*Your goal*
For the word "poster", find each line in the entries where it occurs and copy that line.

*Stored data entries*

============================================================

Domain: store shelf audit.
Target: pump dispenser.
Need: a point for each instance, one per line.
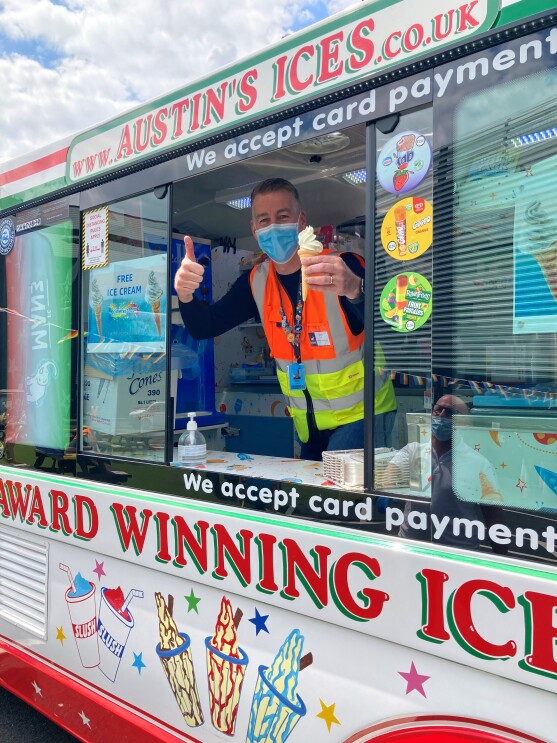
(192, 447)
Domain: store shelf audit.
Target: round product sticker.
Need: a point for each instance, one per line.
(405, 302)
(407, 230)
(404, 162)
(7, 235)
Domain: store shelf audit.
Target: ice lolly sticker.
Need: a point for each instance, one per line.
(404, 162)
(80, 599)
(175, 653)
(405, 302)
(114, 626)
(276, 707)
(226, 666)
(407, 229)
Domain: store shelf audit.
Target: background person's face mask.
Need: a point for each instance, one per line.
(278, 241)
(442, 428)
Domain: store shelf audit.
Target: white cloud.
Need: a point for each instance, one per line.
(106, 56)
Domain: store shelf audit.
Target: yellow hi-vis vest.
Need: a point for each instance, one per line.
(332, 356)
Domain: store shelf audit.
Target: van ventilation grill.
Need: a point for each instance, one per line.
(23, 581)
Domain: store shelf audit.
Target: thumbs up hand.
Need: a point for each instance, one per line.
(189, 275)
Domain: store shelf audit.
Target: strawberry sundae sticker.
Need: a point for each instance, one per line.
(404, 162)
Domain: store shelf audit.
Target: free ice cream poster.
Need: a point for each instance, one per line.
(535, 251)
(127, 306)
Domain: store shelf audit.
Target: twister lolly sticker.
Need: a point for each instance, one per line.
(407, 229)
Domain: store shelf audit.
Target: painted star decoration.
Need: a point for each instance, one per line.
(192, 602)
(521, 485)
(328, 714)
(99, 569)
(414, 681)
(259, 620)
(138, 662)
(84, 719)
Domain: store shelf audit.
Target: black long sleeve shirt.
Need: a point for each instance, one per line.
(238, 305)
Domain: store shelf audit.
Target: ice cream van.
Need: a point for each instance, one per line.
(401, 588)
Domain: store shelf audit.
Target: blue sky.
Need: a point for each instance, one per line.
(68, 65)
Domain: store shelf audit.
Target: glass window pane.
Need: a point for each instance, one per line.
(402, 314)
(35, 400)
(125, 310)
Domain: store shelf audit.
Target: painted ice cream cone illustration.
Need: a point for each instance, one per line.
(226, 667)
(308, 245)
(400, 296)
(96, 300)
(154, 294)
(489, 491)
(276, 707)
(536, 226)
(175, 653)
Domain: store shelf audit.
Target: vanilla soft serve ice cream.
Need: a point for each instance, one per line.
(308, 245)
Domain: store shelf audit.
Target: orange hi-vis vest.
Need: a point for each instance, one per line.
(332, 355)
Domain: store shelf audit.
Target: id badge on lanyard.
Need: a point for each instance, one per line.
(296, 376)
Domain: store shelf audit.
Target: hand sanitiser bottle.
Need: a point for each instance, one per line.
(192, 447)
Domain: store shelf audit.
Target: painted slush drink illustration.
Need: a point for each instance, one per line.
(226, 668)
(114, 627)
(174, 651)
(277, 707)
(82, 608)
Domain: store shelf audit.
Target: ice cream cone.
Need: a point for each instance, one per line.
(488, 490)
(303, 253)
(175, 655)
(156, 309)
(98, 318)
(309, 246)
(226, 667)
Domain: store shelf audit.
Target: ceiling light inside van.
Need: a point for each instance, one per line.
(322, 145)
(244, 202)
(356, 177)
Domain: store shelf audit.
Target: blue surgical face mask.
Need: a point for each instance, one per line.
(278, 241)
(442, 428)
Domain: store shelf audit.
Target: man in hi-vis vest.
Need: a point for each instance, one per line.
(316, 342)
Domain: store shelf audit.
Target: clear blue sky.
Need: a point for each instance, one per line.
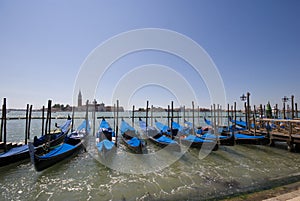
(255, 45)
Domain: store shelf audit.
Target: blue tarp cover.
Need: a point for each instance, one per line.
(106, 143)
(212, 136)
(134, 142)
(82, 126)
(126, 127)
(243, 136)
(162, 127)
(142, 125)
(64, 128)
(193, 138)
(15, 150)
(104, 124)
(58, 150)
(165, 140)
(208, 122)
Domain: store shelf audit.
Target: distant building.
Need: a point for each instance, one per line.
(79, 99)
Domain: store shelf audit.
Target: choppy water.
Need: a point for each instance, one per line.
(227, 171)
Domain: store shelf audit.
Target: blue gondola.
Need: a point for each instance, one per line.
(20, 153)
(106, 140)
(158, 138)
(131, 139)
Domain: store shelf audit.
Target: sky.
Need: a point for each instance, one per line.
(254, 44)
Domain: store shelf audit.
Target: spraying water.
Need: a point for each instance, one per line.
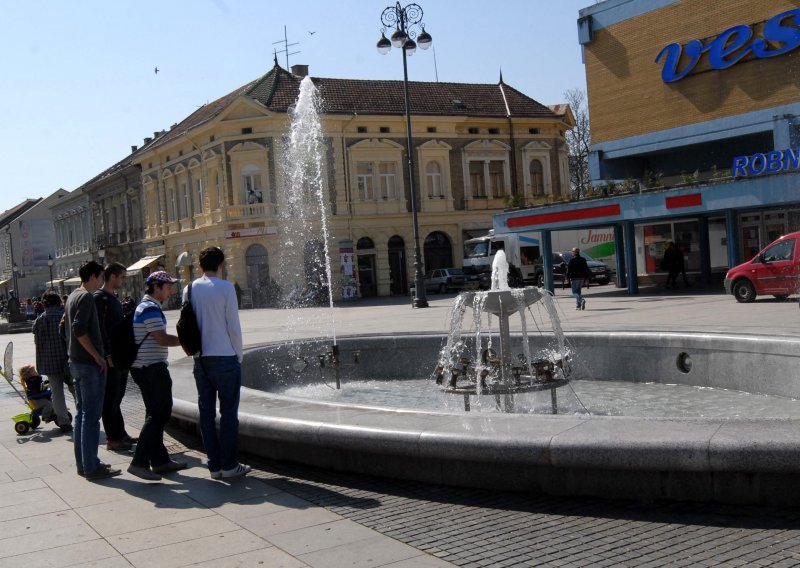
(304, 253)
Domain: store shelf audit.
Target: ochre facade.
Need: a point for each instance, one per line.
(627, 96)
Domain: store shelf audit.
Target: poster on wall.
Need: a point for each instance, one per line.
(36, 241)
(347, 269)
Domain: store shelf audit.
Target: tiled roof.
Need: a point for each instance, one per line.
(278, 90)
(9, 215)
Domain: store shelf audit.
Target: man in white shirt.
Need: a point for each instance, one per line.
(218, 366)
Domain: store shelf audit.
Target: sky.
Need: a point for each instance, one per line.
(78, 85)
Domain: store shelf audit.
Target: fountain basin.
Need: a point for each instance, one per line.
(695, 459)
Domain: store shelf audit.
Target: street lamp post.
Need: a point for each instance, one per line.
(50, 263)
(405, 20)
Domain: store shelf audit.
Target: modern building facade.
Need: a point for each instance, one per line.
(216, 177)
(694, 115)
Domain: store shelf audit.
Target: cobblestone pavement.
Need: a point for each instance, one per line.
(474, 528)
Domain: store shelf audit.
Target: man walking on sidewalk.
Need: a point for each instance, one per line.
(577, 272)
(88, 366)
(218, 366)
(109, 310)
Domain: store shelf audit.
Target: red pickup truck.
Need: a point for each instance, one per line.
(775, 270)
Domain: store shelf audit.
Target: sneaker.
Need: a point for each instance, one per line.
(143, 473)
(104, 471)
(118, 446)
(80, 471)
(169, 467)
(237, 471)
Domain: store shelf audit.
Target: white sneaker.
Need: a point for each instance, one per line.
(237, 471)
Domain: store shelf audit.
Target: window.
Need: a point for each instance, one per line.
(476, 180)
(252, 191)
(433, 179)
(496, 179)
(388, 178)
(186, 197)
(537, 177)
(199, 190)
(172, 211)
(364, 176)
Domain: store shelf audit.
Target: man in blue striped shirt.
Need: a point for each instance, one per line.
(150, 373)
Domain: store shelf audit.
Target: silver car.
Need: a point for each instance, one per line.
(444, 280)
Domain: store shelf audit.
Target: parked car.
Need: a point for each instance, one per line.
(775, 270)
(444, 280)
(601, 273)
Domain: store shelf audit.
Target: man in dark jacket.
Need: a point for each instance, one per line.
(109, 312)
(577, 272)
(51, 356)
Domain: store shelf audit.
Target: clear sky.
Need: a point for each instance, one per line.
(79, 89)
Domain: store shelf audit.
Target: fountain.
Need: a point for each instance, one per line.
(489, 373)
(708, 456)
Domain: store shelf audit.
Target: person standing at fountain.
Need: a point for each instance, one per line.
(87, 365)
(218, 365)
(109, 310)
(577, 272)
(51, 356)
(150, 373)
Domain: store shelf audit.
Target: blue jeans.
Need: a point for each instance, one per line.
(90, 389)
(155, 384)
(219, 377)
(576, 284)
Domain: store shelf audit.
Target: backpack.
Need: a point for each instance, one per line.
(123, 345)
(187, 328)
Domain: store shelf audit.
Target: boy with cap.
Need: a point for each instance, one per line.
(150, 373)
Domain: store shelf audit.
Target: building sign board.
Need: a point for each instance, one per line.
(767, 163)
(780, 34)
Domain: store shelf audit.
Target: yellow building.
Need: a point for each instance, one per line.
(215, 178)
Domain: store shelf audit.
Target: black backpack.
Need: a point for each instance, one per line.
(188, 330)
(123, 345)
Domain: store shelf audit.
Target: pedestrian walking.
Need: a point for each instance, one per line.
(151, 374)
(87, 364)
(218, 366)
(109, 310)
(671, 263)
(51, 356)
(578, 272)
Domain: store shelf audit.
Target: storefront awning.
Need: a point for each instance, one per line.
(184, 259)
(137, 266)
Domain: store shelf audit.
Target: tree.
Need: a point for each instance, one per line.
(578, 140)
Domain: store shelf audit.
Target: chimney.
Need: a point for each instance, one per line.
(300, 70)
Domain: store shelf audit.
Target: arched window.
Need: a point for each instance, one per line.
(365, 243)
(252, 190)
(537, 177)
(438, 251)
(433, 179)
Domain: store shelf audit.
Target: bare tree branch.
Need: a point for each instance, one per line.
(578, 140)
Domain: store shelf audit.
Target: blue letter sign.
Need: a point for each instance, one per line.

============================================================

*Exercise result*
Target: free ice cream poster.
Target: poster on wall.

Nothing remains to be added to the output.